### Instructions for the task
Convert the entries below into a JSON list of strings with one string per line, skipping blank lines and leaving out the pictures.

##### Material for this exercise

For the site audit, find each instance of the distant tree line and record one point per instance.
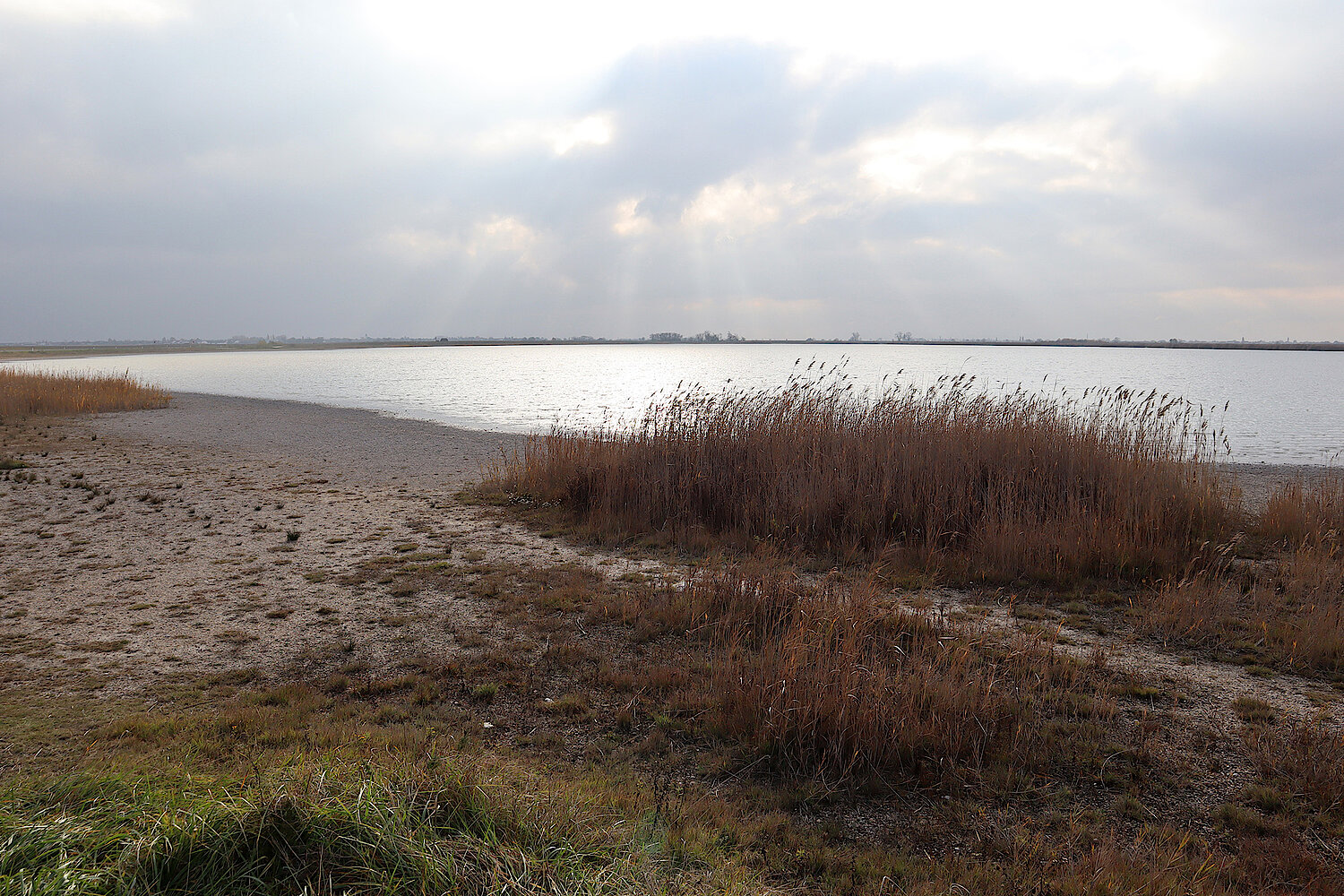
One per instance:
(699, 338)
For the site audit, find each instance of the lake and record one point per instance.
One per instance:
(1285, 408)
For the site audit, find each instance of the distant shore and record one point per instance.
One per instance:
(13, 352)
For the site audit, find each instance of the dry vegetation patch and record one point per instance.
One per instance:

##########

### Answer in full
[
  "For the site audit, find each instance of the distant tree line and record one point per instance.",
  "One per instance:",
  "(699, 338)",
  "For the site audit, find each instance of the lake and record one point per instance.",
  "One per instance:",
  "(1285, 408)",
  "For the site audit, find each instance of the distant shore and record one point per instance.",
  "One per instance:",
  "(13, 352)",
  "For the site audit, find each instance of the dry vegetation patch and record one point per instance.",
  "One per instance:"
]